YOUR TASK:
Copy all of the items below verbatim, line for line, without altering any character.
------------------------------
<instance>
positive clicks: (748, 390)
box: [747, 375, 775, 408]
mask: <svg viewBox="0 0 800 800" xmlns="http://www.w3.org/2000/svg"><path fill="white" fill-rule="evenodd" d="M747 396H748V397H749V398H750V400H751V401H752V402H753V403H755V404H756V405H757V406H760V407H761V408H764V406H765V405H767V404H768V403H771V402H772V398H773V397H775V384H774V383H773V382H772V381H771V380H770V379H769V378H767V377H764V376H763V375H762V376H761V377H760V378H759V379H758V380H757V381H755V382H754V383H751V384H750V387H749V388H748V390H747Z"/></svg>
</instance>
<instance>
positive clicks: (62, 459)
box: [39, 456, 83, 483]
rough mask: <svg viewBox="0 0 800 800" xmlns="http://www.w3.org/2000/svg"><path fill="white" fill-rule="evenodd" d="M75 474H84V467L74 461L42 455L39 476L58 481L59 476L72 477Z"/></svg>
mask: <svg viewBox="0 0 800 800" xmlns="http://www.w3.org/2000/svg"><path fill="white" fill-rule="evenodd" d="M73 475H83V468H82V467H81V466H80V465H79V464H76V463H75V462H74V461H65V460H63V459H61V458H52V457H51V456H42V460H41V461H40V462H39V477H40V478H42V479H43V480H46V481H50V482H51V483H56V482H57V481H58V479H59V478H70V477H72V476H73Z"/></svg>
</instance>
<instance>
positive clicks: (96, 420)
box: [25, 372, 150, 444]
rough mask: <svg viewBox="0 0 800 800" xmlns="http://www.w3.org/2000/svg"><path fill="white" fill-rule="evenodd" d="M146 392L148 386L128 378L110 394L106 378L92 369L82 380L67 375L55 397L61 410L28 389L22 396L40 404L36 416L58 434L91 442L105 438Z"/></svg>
------------------------------
ANSWER BOX:
<instance>
positive clicks: (748, 390)
box: [747, 375, 775, 408]
mask: <svg viewBox="0 0 800 800" xmlns="http://www.w3.org/2000/svg"><path fill="white" fill-rule="evenodd" d="M747 396H748V397H749V398H750V400H751V401H752V402H753V403H755V404H756V405H757V406H760V407H761V408H764V406H765V405H767V404H768V403H771V402H772V398H773V397H775V384H774V383H773V382H772V381H771V380H770V379H769V378H767V377H764V376H763V375H762V376H761V377H760V378H759V379H758V380H757V381H755V382H754V383H751V384H750V387H749V388H748V390H747Z"/></svg>
</instance>
<instance>
positive clicks: (62, 459)
box: [39, 456, 83, 483]
rough mask: <svg viewBox="0 0 800 800" xmlns="http://www.w3.org/2000/svg"><path fill="white" fill-rule="evenodd" d="M75 474H84V467L74 461L42 455L39 476L58 481L59 476L72 477Z"/></svg>
mask: <svg viewBox="0 0 800 800" xmlns="http://www.w3.org/2000/svg"><path fill="white" fill-rule="evenodd" d="M73 475H83V468H82V467H81V466H80V465H79V464H76V463H75V462H74V461H65V460H63V459H61V458H52V457H51V456H42V460H41V461H40V462H39V477H40V478H42V479H43V480H46V481H50V482H51V483H56V482H57V481H58V479H59V478H70V477H72V476H73Z"/></svg>
</instance>
<instance>
positive clicks: (96, 420)
box: [25, 372, 150, 444]
rough mask: <svg viewBox="0 0 800 800" xmlns="http://www.w3.org/2000/svg"><path fill="white" fill-rule="evenodd" d="M146 392L148 386L128 378L110 394L106 378L92 369L82 380L67 375L55 397L61 410L28 389L22 396L40 404L36 416L58 434L91 442L105 438Z"/></svg>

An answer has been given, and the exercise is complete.